▶ **Extrait de page**
==*==
Dans l’Oaxaca, on peut dire que la grande majorité de la population, et surtout les peuples indigènes, l’ont parfaitement compris. En réalité, ils l’ont toujours su et leur réponse a toujours été la même : lutter pour le plein droit à se gouverner eux-mêmes, par des pratiques qui, sans être parfaites, tentent de subordonner le pouvoir à la décision collective. De la même manière, la pratique organisationnelle et l’esprit qui présidait aux barricades dressées lors de la mobilisation populaire recréait cette auto-organisation et, malgré la répression et l’état d’alerte du moment, elle manifestait une vitalité et une confiance dans l’autodéfense aux antipodes d’une organisation de la société fondée sur la prétendue démocratie qui concentre le pouvoir et la prise de décisions dans les mains de quelques-uns.

Des organisations aux structures pyramidales ont cherché à s’emparer du mouvement et à le contrôler en imposant leur vision des choses. Dans les faits, on peut dire que de telles organisations ont trahi ce mouvement car elles se sont alliées avec des partis politiques qui ne représentent ni la lutte ni les principes qui sont apparus en 2006. Ces organisations opportunistes, tels le Front populaire révolutionnaire (FPR) et le Front élargi de lutte populaire (FALP), se sont consacrées à distribuer soutiens et crédits financés par le système par le biais de véritables prébendes telles que les licences de moto-taxis et autres aumônes. Beaucoup d’entre elles ont été cooptées par le gouvernement de l’Oaxaca et sont revenues à leurs pratiques habituelles : négociations clandestines et octroi de ressources comme palliatifs à la pauvreté, « institutionnalisant » ainsi la lutte afin de redevenir les intermédiaires obligés entre le pouvoir et le peuple. On voit donc clairement le défi que doivent relever les « organisations civiles » qui ont surgi en tant que médiatrices et qui ont l’occasion d’être aujourd’hui partenaires dans la lutte pour la dignité des peuples.

Actuellement, tout le monde sait pertinemment que la structure du Conseil de l’APPO n’a plus aucune utilité pour réorganiser notre mouvement. Le bureau directeur provisoire n’a jamais dirigé personne, pas plus que les dirigeants vedettes, qui n’ont jamais été en mesure de le faire. Il ne peut ni ne doit y avoir une structure factice qui prenne les décisions pour tous les peuples de l’Oaxaca confortablement installée dans une quelconque officine ou un hôtel. Ce dont nous avons besoin, c’est de continuer à trouver des méthodes de participation qui garantissent une plus grande articulation. Il y a bien plus de choses qui nous unissent que de choses qui nous divisent. Si nous parvenons à renouer avec nos principes de départ (posés dans l’APPO) et si nous respectons les accords pour rester unis dans la diversité, il se peut que nous puissions passer à l’étape suivante, celle d’une lutte où nous serons plus forts et mieux organisés. Souvenons-nous de ce mot d’ordre collectif maintes fois répété : « Ce n’est pas un mouvement de dirigeants mais un mouvement de la base. »
==*==
▶ **Demande écrite**
Peux-tu reprendre le passage de l'extrait sur l'Oaxaca, en partant de « Dans l’Oaxaca, on » et en poursuivant jusqu'à « mains de quelques-uns. », mais en changeant « collective » en « commune » ? Ce matériel provient d'une autre source.

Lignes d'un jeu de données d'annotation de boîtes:
==*==
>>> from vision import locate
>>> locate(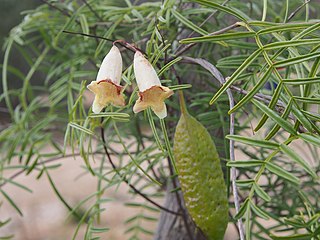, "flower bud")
[133,51,173,119]
[87,46,125,113]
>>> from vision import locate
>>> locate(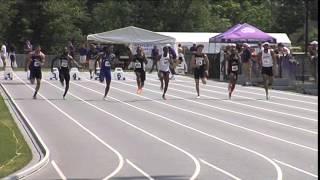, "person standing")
[190,43,197,54]
[25,45,45,99]
[95,46,116,99]
[87,44,98,79]
[241,43,251,86]
[51,47,79,99]
[68,40,75,59]
[308,41,318,83]
[178,44,188,73]
[132,46,148,94]
[166,44,177,80]
[159,47,172,100]
[258,42,275,100]
[0,43,8,69]
[191,44,209,98]
[79,43,88,70]
[149,46,159,73]
[227,47,240,99]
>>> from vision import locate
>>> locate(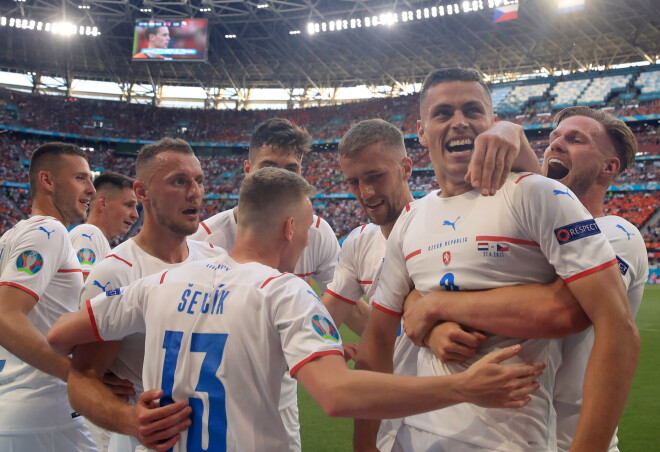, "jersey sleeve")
[79,254,129,307]
[262,275,343,377]
[85,273,161,342]
[0,220,70,301]
[69,226,110,274]
[306,217,340,293]
[327,230,364,305]
[369,209,416,317]
[512,175,616,283]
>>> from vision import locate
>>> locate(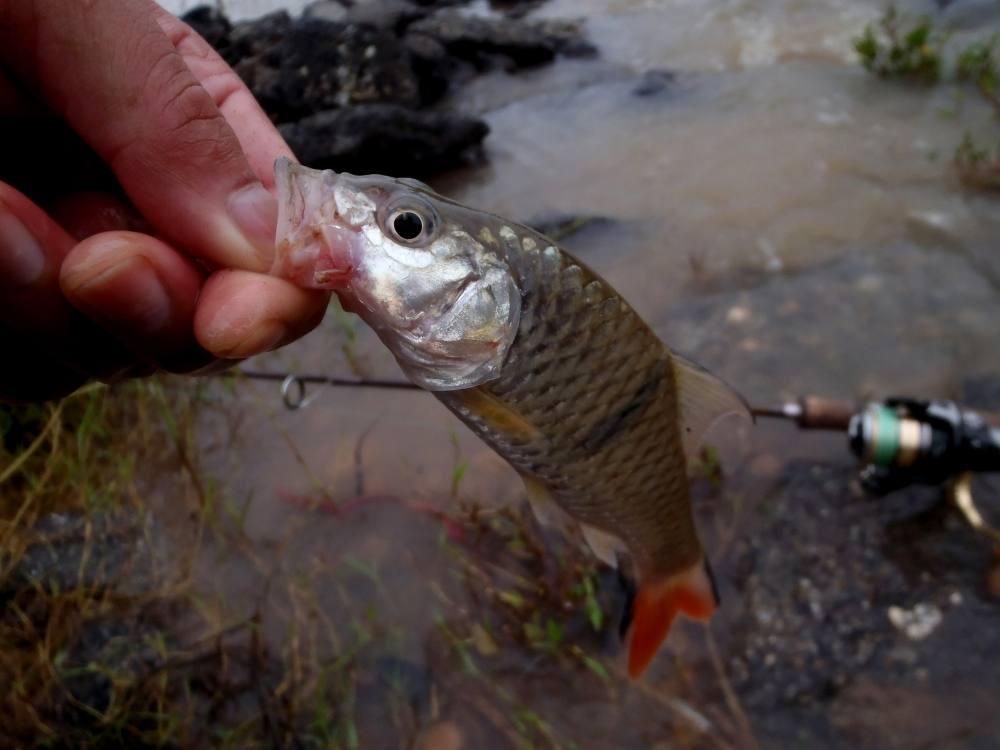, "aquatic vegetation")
[854,5,1000,189]
[854,5,946,84]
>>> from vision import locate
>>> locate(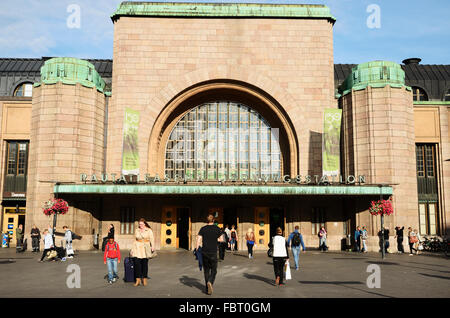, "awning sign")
[322,108,342,176]
[122,108,140,175]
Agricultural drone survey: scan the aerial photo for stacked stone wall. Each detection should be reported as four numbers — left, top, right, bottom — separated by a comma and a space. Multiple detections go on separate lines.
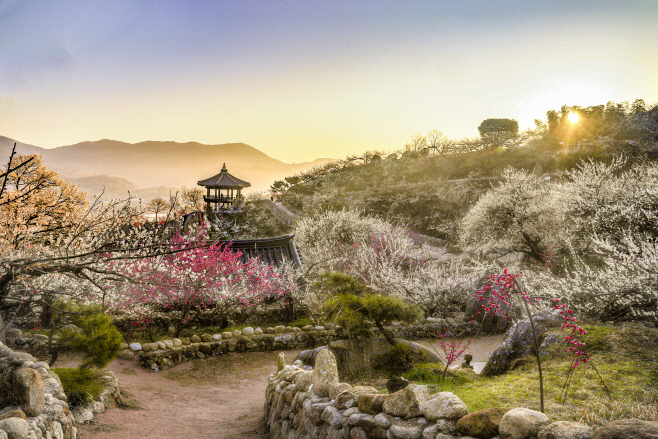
==*==
▶ **Réponse**
Dans l’Oaxaca, on peut dire que la grande majorité de la population, et surtout les peuples indigènes, l’ont parfaitement compris. En réalité, ils l’ont toujours su et leur réponse a toujours été la même : lutter pour le plein droit à se gouverner eux-mêmes, par des pratiques qui, sans être parfaites, tentent de subordonner le pouvoir à la décision commune. De la même manière, la pratique organisationnelle et l’esprit qui présidait aux barricades dressées lors de la mobilisation populaire recréait cette auto-organisation et, malgré la répression et l’état d’alerte du moment, elle manifestait une vitalité et une confiance dans l’autodéfense aux antipodes d’une organisation de la société fondée sur la prétendue démocratie qui concentre le pouvoir et la prise de décisions dans les mains de quelques-uns.